OBJECTIVE ->
Report every line of the rows below that contains the word "concrete" and copy each such line in full. Case counts.

Part of a data file ->
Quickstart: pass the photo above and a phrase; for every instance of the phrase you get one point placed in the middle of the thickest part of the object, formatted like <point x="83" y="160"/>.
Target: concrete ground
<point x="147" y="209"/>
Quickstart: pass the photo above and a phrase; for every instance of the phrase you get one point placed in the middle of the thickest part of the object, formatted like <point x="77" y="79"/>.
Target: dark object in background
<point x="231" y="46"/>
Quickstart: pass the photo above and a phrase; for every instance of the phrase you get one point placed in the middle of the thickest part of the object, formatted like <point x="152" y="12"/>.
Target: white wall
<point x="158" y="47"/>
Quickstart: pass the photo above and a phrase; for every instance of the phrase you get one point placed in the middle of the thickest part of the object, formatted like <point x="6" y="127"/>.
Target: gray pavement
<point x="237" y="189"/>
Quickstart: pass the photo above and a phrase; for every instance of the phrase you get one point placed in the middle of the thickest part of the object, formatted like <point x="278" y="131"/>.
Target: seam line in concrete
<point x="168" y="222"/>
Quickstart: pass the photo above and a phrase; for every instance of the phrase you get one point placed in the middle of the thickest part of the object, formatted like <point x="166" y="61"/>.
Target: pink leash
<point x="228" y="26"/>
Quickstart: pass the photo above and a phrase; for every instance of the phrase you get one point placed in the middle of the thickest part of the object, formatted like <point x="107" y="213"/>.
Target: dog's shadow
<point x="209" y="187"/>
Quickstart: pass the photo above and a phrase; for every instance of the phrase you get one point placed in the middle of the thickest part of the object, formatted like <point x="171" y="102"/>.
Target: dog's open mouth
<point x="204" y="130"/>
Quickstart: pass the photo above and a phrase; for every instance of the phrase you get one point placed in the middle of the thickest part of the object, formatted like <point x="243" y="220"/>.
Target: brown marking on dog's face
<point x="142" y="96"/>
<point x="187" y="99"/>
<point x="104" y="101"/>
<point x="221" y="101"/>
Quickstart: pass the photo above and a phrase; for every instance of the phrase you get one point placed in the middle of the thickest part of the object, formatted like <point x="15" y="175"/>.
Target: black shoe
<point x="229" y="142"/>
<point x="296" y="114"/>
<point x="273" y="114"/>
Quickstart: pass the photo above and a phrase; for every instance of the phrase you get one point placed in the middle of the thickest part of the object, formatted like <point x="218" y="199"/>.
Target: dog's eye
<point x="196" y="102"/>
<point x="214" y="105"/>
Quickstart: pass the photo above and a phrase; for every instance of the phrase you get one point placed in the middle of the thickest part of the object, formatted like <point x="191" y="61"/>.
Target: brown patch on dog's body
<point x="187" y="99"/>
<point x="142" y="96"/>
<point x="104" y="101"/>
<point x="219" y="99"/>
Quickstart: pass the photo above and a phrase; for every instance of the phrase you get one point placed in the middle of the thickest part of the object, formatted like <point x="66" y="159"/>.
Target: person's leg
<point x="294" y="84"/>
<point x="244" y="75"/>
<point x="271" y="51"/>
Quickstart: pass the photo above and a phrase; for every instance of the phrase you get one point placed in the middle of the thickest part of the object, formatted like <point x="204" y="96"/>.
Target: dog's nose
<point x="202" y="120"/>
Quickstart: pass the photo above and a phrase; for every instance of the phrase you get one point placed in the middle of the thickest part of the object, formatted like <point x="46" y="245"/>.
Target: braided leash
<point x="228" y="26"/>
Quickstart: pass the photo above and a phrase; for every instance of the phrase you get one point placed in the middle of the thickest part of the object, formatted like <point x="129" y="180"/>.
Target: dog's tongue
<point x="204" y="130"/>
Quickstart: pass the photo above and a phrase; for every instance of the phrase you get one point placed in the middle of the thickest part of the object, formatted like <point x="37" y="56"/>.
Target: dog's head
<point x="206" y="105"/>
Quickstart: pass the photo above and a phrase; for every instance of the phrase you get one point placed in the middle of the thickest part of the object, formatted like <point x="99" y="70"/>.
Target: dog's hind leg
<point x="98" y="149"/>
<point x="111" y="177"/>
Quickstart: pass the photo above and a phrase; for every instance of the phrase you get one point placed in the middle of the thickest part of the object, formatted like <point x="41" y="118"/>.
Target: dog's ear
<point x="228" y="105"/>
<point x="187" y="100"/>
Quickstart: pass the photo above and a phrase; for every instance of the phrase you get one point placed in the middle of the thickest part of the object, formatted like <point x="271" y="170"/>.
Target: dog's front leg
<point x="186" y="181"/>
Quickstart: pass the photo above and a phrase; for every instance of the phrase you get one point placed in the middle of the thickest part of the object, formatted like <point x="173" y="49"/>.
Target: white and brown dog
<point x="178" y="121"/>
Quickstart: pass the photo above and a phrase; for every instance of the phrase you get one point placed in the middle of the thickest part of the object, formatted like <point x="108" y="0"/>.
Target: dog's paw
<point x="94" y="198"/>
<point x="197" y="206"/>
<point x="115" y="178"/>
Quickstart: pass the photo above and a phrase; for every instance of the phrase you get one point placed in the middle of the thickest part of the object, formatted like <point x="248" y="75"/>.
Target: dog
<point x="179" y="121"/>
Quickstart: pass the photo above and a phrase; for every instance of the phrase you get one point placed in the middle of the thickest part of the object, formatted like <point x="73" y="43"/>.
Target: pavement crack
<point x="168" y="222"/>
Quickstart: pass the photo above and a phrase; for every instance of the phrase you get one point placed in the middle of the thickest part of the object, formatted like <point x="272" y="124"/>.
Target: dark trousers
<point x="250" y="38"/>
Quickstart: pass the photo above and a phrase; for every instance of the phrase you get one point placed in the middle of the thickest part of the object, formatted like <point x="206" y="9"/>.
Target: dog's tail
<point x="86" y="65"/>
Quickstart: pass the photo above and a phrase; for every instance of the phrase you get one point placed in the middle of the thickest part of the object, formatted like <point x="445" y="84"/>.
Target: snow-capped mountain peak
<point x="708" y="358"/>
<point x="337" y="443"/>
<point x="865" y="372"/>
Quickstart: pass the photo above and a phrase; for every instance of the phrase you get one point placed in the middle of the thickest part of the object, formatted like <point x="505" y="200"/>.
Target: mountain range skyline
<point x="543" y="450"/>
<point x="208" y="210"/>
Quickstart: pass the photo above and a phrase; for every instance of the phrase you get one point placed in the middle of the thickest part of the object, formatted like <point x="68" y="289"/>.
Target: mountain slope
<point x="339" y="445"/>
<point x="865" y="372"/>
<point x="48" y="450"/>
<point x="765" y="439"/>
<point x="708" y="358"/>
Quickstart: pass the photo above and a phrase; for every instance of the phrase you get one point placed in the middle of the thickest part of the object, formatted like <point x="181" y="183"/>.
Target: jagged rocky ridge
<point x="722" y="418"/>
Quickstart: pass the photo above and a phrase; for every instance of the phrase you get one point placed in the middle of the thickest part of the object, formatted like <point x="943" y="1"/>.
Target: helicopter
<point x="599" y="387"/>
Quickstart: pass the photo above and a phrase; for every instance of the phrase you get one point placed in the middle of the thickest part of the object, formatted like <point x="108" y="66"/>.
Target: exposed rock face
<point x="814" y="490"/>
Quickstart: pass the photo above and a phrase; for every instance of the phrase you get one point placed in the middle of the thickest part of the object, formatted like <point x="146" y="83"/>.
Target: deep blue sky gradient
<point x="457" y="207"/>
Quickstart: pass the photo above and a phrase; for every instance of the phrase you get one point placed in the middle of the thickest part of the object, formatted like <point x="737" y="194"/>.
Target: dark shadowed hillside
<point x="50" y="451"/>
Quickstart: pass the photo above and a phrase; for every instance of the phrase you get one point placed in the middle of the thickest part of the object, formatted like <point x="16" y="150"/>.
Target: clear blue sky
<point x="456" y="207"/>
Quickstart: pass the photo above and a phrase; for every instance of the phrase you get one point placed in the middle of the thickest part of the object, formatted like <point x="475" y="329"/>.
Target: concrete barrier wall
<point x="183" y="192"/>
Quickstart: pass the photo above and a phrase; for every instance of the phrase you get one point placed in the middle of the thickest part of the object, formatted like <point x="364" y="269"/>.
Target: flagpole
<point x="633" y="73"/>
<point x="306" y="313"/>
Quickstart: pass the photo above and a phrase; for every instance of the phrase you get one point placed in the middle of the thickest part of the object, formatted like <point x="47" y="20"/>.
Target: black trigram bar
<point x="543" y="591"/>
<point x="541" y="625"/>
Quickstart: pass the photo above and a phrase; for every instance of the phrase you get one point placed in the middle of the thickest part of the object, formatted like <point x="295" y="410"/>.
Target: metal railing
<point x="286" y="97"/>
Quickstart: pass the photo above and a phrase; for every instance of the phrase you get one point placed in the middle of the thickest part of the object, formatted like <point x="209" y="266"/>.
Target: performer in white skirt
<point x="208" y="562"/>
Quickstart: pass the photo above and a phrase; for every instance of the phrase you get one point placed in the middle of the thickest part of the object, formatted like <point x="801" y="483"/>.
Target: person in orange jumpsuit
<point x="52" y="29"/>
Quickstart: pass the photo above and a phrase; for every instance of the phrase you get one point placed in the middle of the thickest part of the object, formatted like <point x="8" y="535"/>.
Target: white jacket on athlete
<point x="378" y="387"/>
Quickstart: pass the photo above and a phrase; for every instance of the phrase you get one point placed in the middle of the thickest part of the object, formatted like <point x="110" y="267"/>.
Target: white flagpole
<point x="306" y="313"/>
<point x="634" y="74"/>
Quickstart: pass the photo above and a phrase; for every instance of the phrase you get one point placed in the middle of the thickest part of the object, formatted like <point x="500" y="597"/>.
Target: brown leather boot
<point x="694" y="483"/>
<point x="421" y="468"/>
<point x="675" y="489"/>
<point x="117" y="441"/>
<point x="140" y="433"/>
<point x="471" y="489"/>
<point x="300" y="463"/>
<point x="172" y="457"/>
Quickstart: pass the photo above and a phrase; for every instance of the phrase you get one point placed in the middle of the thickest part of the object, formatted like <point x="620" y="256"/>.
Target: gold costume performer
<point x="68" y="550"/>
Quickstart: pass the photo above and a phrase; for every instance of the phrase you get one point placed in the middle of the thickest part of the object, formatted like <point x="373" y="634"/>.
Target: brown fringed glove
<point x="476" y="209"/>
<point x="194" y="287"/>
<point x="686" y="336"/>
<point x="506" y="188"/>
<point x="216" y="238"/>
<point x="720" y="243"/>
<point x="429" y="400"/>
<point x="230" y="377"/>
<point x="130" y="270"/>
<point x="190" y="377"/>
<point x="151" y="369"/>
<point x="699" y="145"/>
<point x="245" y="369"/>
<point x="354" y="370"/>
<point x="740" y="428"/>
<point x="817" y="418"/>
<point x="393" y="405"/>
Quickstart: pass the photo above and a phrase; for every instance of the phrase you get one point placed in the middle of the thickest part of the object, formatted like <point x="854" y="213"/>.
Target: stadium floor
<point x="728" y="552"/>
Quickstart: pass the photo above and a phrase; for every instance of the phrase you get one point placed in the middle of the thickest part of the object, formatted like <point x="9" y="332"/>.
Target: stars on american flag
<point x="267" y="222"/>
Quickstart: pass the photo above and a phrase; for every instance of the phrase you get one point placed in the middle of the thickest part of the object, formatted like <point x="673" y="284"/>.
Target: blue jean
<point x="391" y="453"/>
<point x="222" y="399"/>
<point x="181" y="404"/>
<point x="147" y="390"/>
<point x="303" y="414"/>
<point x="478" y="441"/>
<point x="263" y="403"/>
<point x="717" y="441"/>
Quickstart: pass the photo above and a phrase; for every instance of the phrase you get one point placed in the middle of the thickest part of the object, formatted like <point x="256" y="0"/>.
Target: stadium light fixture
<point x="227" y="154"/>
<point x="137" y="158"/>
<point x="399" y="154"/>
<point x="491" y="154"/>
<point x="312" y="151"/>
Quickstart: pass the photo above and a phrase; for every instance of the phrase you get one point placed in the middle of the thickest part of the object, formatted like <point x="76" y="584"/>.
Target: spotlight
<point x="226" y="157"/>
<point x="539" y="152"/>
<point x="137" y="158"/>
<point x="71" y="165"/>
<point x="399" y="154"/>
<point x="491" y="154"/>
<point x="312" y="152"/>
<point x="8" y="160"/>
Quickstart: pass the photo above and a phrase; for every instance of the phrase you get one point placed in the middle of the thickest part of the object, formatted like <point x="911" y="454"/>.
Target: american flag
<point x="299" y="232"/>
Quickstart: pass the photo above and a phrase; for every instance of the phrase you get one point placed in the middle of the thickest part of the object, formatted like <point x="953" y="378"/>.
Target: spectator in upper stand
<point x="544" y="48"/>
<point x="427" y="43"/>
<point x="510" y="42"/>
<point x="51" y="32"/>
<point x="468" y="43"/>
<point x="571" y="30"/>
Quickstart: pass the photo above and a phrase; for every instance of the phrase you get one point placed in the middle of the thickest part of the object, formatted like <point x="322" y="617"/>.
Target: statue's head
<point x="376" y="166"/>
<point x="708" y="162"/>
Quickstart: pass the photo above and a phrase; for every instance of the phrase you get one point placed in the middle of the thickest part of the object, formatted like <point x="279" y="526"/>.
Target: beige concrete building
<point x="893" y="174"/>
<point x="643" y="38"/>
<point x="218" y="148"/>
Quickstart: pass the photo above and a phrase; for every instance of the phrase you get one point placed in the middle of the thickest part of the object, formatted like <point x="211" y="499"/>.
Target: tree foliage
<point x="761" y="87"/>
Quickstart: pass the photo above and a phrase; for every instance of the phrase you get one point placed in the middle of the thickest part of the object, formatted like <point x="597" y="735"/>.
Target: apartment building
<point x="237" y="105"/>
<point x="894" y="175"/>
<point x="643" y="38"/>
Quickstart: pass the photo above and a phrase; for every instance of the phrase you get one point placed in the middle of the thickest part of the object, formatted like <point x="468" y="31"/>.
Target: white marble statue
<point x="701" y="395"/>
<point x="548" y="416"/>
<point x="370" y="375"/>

RESULT BELOW ->
Target: concrete ground
Target: seam line in concrete
Target: concrete barrier wall
Target: beige concrete building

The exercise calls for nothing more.